RECORDS FOR PROCESSING>

###

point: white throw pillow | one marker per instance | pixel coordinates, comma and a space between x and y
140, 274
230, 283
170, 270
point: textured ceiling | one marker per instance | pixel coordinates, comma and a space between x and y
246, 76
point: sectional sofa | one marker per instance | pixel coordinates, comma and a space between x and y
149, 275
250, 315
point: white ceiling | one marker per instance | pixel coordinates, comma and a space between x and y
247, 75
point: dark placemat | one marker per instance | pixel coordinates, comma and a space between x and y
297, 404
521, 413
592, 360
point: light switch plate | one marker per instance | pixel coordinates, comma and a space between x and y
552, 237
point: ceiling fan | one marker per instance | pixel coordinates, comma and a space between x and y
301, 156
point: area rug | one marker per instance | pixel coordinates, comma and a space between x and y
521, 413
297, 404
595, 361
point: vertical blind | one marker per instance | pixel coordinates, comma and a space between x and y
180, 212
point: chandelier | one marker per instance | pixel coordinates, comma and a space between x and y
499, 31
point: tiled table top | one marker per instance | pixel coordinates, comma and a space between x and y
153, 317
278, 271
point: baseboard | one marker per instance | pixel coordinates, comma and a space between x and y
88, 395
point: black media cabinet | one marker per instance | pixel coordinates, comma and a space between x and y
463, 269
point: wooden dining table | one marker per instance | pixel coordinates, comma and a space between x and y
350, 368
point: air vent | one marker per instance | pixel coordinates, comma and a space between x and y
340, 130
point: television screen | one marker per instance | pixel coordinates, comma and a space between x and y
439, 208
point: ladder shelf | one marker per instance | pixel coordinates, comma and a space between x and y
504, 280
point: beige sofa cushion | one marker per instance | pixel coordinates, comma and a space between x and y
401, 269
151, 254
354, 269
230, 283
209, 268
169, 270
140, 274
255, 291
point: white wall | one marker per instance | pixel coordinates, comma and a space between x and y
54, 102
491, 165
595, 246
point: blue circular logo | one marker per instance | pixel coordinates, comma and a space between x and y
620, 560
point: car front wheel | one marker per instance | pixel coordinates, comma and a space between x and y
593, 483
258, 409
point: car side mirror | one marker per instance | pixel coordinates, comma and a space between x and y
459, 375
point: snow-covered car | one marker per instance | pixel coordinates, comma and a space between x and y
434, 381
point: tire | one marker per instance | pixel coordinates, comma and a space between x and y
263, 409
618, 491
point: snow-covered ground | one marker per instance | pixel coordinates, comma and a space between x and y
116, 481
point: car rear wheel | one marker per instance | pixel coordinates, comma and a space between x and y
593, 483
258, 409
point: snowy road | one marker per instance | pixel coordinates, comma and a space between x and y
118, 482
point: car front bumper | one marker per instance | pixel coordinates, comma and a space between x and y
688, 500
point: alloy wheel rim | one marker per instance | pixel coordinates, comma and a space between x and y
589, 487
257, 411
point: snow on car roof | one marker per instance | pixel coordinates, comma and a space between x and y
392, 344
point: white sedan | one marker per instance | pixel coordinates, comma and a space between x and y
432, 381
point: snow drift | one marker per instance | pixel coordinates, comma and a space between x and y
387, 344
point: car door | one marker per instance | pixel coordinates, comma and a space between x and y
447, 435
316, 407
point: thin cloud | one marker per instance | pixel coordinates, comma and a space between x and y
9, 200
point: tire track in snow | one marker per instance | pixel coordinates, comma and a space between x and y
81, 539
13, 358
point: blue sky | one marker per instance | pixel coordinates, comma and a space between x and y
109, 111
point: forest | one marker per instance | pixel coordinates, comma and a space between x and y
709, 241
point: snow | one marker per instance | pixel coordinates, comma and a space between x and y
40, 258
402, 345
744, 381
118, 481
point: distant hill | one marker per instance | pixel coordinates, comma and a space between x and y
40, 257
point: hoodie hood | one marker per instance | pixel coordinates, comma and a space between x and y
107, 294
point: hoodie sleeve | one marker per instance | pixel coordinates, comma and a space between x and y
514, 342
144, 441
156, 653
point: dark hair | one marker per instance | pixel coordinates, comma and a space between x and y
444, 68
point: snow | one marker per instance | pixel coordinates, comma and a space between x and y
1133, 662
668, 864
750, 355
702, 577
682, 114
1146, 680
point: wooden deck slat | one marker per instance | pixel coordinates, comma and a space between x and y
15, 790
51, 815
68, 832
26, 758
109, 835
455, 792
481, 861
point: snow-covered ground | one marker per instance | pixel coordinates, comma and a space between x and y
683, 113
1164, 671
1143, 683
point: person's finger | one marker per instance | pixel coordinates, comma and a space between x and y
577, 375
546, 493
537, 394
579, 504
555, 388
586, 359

###

TASK STATEMENT>
Print the full listing again, word for word.

EXERCISE RESULT>
point: white throw pillow | one marker per instance | pixel coordinates, comma and a space between x and y
140, 274
230, 283
170, 270
point: textured ceiling | one marker per instance | pixel coordinates, comma and a space between x and y
246, 76
point: sectional sofa | one marker per instance | pixel coordinates, comma and a space between x and y
149, 275
250, 315
point: white ceiling | one marker per instance | pixel coordinates, comma and a space between x and y
247, 75
point: dark placemat | one marker per instance | pixel coordinates, comma and a space between x and y
297, 404
521, 413
592, 360
point: light switch plate | one marker per instance | pixel coordinates, comma and a space between x and y
552, 237
point: ceiling fan | one marker per instance | pixel coordinates, comma and a space between x and y
301, 156
point: area rug | one marker per instance | pixel coordinates, comma and a space between x and y
521, 413
297, 404
595, 361
point: vertical blind | one marker per instance | pixel coordinates, comma and a space between x and y
180, 212
point: chandelier | one marker per instance | pixel coordinates, comma and a space between x and y
499, 31
point: tiled table top | one marker per instance | pixel coordinates, comma and a space between x and y
153, 317
278, 271
point: baseboard | one marker per instance | pixel coordinates, comma and a space between x and y
88, 395
point: black media cabinet | one marker per instance | pixel coordinates, comma and a space between x and y
463, 269
point: wooden dining table | one marker per instance | pixel coordinates, comma and a space between x and y
350, 368
point: air vent | one marker per instance | pixel coordinates, comma and a space between x and y
340, 130
point: television screen | one marker per instance | pixel coordinates, comma and a space between x and y
439, 208
point: ladder shelf | one marker per instance | pixel coordinates, comma and a space between x and y
504, 280
point: beige sofa cushion | one marker per instance | pixel coordinates, comma and a space between x and y
401, 269
151, 254
354, 269
230, 283
209, 268
169, 270
140, 274
255, 291
point: white wall | one marker per instance | pixel coordinates, comma and a space between x and y
54, 102
491, 165
595, 246
point: blue circular logo | one marker per instance | pixel coordinates, comma and a space between x and y
620, 560
point: car front wheel | one marker per instance | pixel coordinates, comma and a space between x and y
593, 483
258, 409
point: car side mirror | one marker per instance | pixel coordinates, comma and a space between x and y
459, 375
point: snow-covered car | one marker per instance | pixel coordinates, comma and a space between x and y
434, 381
point: tire | one marker per instance | pixel coordinates, comma and a space between x and y
263, 409
618, 491
point: snow-covered ground | one marker per instance | pixel coordinates, comma and a space between x and y
116, 481
point: car rear wheel | one marker per instance | pixel coordinates, comma and a space between x and y
593, 483
258, 409
point: snowy road | one marker per instance | pixel coordinates, comma and a space between x and y
118, 482
point: car front bumper | one marker per instance | pixel coordinates, comma and a space between x and y
688, 500
point: alloy wheel rim | one marker per instance | pixel coordinates, comma and a space between x and y
589, 487
257, 411
point: snow on car roof | one marker per instance | pixel coordinates, comma and a space between x and y
392, 344
point: white sedan | one marker per instance | pixel coordinates, comma and a space between x and y
432, 381
point: snow drift | one marker per instance | pixel coordinates, comma and a space between x and y
387, 344
point: car door | one marker per instance | pixel coordinates, comma and a space between x and y
447, 435
316, 407
point: thin cloud | one marker per instance | pixel coordinates, comma and a space between x and y
9, 200
point: tire track in snow | one marker per instance | pixel coordinates, comma and a space between x and y
81, 539
13, 358
point: blue sky | one marker per instance | pixel coordinates, comma and a space between x and y
109, 111
point: forest | one marker per instance | pixel coordinates, comma and a space between x and y
709, 241
point: snow | one marker per instance | pixel coordinates, comma and a space between x and y
40, 258
402, 345
744, 381
118, 481
point: distant hill | one marker per instance | pixel coordinates, comma and a space between x and y
40, 257
point: hoodie hood | one marker per instance | pixel coordinates, comma and a space between x and y
107, 294
point: hoodie sleeve | one marker per instance | pixel coordinates, comma and a space between x and y
514, 342
144, 441
156, 653
point: dark hair | one marker per instance | pixel coordinates, comma and a space between x and y
444, 68
point: snow | one marker per instance | pixel coordinates, comma and a space between x and y
1133, 662
668, 864
750, 355
702, 577
682, 114
1146, 680
point: wooden deck slat | one marker per instance | pixel coordinates, comma and a space between x and y
15, 790
51, 815
68, 832
26, 758
109, 835
455, 792
481, 861
point: snow-covered ground | one marker per instance | pixel coordinates, comma and a space between x and y
683, 113
1164, 671
1143, 683
point: person's finger | one marker per instance | pixel coordinates, comma and a space between x and y
577, 375
546, 493
537, 394
579, 504
555, 388
586, 359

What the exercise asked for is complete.